» Requirements:
How many lines in the data below contain the string "shop"? Reply with the number alone.

» Data extract:
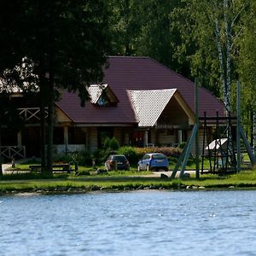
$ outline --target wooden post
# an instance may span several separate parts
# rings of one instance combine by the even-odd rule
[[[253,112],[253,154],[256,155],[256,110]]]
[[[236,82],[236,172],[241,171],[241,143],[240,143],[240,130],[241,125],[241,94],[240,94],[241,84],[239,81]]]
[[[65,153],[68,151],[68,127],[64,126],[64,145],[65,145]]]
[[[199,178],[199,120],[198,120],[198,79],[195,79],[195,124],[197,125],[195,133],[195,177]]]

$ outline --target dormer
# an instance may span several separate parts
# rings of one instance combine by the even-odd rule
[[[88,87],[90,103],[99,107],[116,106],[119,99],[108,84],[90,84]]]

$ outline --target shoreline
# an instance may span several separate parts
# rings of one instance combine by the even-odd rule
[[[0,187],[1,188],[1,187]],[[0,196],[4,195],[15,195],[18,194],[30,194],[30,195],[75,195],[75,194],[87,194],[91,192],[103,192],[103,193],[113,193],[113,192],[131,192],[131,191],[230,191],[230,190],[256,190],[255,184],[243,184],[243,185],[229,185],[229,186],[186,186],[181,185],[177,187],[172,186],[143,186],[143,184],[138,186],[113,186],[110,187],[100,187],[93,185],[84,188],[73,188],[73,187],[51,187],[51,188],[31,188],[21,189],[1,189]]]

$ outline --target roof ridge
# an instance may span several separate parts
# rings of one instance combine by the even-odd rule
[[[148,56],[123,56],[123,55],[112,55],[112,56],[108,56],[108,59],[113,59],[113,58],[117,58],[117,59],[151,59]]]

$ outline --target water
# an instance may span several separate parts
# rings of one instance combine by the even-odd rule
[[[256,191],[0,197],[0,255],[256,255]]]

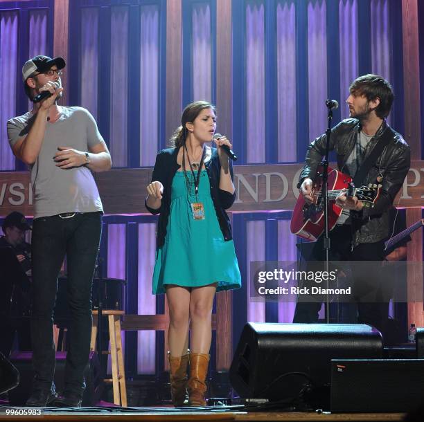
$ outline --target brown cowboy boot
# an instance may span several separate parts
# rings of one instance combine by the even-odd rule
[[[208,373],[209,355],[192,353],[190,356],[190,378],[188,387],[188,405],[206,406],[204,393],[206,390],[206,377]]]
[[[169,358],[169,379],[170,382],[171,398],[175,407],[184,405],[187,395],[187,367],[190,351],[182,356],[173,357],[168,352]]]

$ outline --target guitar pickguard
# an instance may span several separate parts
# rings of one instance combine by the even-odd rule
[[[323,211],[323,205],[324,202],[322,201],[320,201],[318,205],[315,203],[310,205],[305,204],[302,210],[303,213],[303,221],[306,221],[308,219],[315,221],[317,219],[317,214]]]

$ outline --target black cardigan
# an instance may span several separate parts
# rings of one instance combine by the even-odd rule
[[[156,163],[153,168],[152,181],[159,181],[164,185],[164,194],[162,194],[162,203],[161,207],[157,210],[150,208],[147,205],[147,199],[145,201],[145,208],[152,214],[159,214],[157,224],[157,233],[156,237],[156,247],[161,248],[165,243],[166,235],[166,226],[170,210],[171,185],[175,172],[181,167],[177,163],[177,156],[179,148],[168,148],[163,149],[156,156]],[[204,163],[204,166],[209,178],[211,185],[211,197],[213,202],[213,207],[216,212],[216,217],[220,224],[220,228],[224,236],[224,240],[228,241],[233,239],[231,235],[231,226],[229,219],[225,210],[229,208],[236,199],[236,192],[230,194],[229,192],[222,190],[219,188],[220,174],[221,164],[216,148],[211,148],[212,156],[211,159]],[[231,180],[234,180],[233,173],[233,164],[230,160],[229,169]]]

--

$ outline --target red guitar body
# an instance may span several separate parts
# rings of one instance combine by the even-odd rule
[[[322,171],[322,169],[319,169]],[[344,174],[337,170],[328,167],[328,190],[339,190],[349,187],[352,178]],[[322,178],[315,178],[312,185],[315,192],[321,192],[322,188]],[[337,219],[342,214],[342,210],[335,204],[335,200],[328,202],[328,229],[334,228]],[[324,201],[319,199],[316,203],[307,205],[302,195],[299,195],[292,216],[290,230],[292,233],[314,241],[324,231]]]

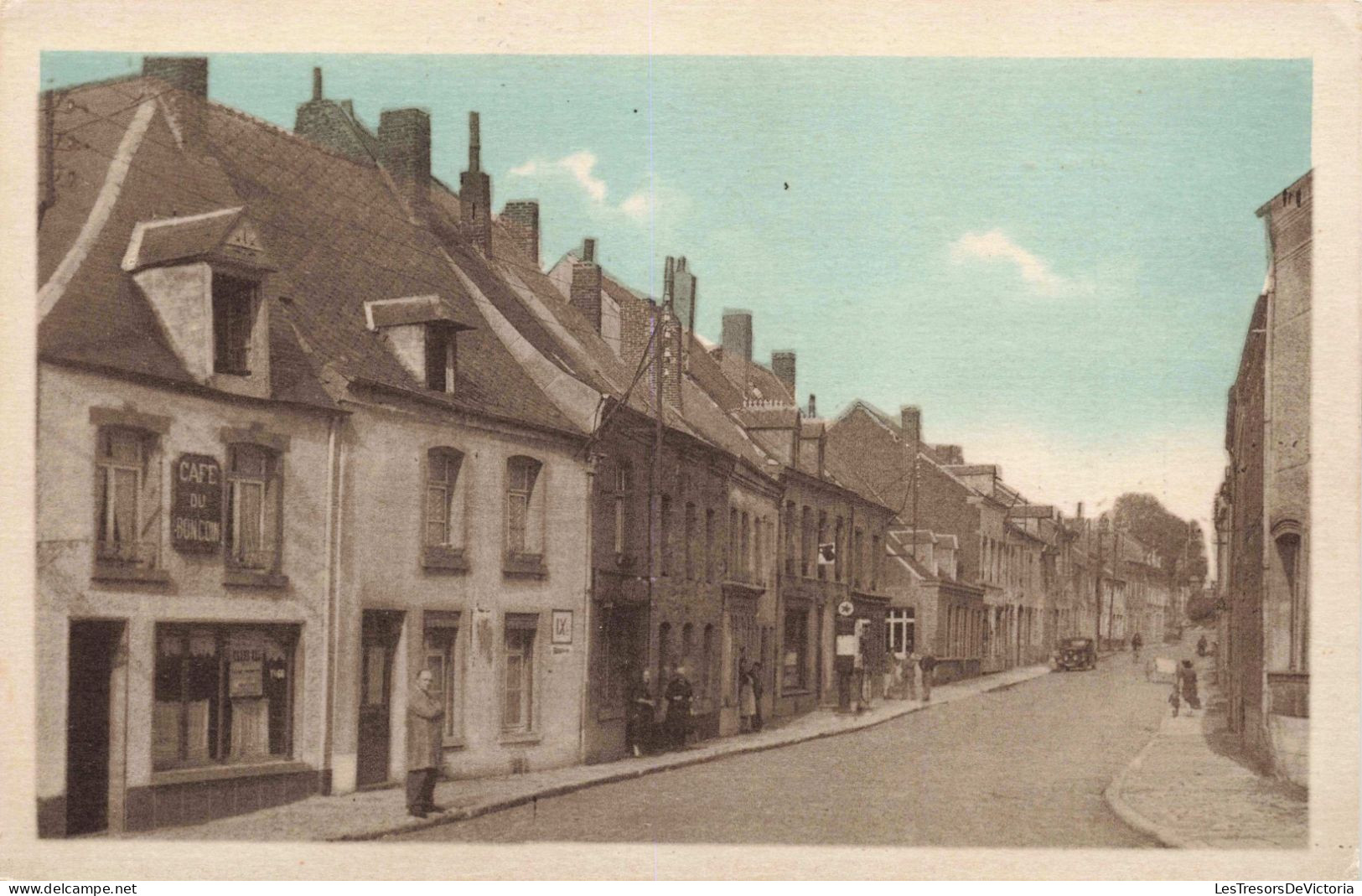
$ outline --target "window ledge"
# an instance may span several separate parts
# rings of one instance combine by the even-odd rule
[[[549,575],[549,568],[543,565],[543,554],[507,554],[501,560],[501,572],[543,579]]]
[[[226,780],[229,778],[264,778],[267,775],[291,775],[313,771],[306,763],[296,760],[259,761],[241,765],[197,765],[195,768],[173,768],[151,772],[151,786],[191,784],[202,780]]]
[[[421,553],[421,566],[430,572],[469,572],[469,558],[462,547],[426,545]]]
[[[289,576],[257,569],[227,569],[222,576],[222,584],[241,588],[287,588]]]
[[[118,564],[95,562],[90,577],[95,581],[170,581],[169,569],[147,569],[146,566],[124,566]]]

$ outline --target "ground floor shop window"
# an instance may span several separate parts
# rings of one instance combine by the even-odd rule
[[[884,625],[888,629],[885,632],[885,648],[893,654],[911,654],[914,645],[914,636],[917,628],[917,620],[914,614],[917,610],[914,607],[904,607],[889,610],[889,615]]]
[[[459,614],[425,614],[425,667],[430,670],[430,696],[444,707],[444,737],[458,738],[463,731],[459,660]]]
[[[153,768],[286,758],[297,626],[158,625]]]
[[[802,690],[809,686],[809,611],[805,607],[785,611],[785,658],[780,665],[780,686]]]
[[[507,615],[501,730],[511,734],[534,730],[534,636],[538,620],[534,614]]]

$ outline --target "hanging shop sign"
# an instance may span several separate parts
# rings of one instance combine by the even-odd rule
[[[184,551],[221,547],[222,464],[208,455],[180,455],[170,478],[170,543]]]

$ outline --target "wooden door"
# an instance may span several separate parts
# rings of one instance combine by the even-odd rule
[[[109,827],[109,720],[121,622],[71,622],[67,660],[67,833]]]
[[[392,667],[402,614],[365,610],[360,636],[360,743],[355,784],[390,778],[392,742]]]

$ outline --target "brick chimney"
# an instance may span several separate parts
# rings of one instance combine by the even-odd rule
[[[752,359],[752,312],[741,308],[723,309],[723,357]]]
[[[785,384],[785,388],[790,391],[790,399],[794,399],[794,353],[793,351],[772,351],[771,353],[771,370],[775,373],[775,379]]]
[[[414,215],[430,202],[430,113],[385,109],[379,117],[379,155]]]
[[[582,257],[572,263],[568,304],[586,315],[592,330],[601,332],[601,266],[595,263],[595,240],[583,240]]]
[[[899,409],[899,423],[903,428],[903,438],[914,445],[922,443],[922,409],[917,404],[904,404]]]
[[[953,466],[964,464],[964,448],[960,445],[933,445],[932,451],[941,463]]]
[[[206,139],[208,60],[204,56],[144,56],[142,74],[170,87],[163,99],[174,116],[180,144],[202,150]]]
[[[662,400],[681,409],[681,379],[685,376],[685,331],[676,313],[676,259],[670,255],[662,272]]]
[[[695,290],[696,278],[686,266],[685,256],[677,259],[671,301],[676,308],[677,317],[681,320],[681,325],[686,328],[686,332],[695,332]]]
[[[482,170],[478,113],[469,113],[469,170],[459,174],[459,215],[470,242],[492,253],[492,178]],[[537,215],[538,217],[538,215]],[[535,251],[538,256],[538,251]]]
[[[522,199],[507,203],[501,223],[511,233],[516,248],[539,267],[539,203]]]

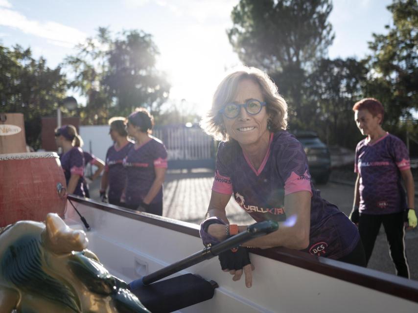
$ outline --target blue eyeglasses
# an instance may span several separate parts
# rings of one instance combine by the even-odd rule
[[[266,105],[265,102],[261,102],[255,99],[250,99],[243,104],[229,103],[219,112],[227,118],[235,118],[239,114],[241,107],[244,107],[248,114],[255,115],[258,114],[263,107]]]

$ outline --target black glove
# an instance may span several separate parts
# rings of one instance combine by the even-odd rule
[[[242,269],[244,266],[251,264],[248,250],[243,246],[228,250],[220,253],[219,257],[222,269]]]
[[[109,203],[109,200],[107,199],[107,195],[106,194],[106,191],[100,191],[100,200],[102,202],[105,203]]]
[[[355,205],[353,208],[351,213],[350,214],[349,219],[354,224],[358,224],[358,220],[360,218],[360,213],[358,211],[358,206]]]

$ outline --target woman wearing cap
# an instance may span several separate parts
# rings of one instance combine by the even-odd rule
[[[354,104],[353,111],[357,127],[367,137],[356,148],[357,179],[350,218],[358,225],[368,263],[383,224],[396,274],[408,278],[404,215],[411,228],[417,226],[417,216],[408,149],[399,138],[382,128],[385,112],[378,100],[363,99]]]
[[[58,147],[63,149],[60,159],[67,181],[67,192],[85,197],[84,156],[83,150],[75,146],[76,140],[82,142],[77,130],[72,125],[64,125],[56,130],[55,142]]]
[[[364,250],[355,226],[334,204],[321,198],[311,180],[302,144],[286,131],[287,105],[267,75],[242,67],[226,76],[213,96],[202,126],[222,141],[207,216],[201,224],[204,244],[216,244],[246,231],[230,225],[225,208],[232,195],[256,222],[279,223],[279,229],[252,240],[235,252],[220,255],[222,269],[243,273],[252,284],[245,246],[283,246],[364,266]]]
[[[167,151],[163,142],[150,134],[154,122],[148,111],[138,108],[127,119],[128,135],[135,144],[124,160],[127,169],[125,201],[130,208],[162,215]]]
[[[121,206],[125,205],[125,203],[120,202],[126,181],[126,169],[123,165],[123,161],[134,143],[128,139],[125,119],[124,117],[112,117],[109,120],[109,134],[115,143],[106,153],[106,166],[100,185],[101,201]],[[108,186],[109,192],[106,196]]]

--

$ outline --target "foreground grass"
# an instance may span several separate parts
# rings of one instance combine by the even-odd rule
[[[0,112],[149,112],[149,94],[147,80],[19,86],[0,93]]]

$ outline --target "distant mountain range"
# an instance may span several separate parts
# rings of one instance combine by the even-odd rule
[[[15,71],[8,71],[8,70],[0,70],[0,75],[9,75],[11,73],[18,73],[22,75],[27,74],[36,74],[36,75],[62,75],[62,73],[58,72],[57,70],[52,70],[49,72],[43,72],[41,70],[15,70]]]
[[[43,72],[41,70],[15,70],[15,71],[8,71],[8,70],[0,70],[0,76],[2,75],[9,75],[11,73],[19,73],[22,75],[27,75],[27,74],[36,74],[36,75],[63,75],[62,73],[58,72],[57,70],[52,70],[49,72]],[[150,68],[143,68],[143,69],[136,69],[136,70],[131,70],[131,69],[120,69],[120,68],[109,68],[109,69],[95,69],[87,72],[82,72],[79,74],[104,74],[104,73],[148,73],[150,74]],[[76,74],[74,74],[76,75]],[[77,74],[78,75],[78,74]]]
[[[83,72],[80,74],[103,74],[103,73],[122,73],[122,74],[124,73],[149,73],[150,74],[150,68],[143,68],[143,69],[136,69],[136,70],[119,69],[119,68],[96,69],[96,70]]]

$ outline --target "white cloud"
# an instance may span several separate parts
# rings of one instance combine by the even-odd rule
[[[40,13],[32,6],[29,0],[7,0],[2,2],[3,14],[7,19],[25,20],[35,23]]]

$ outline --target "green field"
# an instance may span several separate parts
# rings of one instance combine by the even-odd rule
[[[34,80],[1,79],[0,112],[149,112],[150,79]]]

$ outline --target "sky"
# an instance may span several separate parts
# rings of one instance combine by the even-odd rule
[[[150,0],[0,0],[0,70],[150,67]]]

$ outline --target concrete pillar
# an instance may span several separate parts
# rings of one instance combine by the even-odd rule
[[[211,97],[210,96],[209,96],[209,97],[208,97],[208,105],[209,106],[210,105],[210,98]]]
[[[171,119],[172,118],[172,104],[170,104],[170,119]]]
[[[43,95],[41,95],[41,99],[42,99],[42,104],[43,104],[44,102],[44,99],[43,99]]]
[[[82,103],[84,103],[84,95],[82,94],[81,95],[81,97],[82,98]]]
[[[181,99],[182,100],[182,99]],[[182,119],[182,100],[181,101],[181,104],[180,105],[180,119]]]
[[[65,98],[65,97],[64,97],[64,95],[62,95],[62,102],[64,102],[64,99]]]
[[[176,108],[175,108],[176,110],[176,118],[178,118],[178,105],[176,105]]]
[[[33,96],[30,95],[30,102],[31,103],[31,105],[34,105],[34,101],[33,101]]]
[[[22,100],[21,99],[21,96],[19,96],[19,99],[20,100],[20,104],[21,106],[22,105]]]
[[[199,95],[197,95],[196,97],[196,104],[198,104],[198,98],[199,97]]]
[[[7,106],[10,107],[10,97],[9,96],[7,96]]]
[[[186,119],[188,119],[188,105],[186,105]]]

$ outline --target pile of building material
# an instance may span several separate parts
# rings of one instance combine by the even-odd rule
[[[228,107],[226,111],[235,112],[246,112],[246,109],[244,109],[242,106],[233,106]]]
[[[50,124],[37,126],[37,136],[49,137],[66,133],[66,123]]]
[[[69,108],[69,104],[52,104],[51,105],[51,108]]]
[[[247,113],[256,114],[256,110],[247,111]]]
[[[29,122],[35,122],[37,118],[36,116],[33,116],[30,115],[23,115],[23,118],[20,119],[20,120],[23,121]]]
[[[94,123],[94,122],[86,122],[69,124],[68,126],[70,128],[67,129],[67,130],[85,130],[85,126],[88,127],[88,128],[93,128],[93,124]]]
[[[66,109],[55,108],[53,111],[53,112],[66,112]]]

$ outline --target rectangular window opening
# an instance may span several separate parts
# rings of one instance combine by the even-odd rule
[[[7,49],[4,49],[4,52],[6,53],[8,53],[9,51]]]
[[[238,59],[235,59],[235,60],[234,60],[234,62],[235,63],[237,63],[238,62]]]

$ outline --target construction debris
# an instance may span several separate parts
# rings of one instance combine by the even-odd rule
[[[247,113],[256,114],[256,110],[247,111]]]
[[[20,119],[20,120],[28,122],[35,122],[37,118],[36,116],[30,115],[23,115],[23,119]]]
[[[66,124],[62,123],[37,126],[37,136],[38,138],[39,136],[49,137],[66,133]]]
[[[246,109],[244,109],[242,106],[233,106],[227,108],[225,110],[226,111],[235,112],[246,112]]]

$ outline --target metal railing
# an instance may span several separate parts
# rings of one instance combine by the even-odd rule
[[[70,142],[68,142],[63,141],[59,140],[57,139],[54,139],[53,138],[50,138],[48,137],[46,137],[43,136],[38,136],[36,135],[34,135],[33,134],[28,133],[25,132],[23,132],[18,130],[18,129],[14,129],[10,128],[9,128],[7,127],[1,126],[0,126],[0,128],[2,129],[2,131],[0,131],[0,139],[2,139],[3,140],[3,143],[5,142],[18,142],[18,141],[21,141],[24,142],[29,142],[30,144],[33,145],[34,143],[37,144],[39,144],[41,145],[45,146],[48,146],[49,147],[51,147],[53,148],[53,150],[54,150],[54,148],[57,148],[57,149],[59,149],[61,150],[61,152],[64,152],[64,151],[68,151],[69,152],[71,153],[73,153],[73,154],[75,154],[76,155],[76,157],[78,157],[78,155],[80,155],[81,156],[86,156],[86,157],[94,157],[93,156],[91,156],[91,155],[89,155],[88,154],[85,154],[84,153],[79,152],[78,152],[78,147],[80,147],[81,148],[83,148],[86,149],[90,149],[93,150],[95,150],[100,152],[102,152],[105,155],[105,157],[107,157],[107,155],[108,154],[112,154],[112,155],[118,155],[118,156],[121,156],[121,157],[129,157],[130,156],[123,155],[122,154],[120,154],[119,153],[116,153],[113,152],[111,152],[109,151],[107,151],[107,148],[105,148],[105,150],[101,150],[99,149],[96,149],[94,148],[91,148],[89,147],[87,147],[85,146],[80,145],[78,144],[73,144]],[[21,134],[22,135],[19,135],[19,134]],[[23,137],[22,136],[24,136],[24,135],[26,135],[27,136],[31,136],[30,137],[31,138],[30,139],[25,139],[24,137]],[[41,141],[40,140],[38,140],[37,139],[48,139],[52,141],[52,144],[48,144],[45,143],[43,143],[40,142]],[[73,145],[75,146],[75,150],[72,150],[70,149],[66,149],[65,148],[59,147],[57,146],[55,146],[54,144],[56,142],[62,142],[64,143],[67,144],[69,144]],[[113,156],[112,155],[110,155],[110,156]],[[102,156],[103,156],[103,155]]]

» Right answer:
2